WHAT THE TASK ASKS: Return all of the entries exactly as written.

::: SUPPLIED MATERIAL :::

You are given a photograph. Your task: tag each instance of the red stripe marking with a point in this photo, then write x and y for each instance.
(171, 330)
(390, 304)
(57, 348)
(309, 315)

:::

TASK OUTPUT:
You are given a photograph. Your task: tag each instance of the red stripe marking with a point in this photo, then write x and y for each instance.
(171, 330)
(390, 304)
(57, 348)
(309, 315)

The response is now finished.